> [SHORT PROBLEM]
Please find each line in the entries below that contains the word "every" and copy those lines out.

> [MATERIAL PROVIDED]
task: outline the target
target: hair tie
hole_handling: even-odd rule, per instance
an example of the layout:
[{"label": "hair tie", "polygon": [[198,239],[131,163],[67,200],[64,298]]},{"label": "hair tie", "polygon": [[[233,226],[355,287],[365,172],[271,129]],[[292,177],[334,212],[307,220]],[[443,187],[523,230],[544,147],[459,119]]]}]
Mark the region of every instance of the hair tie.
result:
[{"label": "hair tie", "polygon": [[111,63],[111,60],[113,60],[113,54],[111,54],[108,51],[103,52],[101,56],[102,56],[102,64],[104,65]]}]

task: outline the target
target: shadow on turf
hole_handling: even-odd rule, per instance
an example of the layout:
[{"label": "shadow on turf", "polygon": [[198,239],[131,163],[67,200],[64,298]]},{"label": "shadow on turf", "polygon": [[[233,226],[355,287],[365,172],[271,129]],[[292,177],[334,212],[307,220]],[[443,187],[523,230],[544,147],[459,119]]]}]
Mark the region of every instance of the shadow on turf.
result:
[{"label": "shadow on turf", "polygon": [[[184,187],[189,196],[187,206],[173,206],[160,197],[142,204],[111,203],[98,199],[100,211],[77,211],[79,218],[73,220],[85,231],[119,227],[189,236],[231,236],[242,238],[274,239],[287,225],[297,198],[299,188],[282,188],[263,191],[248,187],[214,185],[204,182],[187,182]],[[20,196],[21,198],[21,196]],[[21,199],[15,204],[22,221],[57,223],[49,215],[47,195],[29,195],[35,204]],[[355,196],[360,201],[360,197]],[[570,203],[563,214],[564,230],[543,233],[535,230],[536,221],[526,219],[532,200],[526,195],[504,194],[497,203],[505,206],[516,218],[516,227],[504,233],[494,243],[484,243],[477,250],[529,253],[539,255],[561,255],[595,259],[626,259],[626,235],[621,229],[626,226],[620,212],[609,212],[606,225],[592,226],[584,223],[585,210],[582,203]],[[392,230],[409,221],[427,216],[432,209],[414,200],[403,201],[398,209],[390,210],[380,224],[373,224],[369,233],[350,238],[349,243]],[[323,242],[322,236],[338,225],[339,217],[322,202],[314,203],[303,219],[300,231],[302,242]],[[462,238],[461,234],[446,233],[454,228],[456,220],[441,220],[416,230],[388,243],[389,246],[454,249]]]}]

> [ANSWER]
Mark the region of every instance of the hair tie.
Mark the region of every instance of the shadow on turf.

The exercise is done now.